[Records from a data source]
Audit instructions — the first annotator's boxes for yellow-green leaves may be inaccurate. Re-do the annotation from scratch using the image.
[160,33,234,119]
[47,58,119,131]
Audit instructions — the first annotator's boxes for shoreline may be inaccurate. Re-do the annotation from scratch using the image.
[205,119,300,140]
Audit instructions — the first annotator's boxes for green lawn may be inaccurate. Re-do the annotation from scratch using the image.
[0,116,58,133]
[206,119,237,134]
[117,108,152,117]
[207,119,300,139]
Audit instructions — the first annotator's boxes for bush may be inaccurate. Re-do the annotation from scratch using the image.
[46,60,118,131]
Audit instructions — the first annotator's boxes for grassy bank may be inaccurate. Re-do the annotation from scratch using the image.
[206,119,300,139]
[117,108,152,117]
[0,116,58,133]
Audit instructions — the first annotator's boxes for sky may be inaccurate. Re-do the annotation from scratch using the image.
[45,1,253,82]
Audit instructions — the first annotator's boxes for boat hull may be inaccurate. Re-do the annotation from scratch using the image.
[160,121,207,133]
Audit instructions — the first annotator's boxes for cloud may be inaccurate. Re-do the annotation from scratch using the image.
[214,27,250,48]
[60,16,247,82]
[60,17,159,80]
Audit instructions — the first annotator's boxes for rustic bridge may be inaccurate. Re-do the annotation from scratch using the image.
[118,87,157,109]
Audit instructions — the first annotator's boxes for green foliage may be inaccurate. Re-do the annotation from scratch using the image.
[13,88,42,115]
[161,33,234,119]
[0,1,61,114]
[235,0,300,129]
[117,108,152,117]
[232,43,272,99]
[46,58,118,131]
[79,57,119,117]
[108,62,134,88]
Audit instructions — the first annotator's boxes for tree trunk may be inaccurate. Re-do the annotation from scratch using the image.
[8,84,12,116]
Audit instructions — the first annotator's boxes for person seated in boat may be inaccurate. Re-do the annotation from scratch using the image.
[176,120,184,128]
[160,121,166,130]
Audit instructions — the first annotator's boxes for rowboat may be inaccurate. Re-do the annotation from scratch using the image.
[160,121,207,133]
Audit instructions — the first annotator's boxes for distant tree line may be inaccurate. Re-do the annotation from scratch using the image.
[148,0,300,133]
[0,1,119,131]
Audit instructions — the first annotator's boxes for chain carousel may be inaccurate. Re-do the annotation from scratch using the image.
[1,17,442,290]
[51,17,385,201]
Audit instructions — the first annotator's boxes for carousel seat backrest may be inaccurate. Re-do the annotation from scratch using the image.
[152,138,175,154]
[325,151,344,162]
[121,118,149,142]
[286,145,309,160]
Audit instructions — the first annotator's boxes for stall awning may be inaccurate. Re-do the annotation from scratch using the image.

- _Set exercise_
Copy every line from the one containing "Audit instructions — the first annotator's boxes for chain" through the end of the entries, offsetting each bounding-box coordinate by -58 and leaving all other lines unchanged.

- _Solution_
Audit instructions — the first annotator's boxes for chain carousel may be inaccurate. Re-do the annotation from scratch using the image.
[-57,-41,384,232]
[-7,-41,327,143]
Audit instructions — the first annotator's boxes for carousel seat backrest may be inaccurate. Re-do the annotation from scratch using the image.
[94,80,117,96]
[267,93,286,104]
[63,60,91,84]
[228,87,251,102]
Audit instructions — the first annotator's boxes for stall awning may be inaccurate. Re-do the annotation from scratch using the image.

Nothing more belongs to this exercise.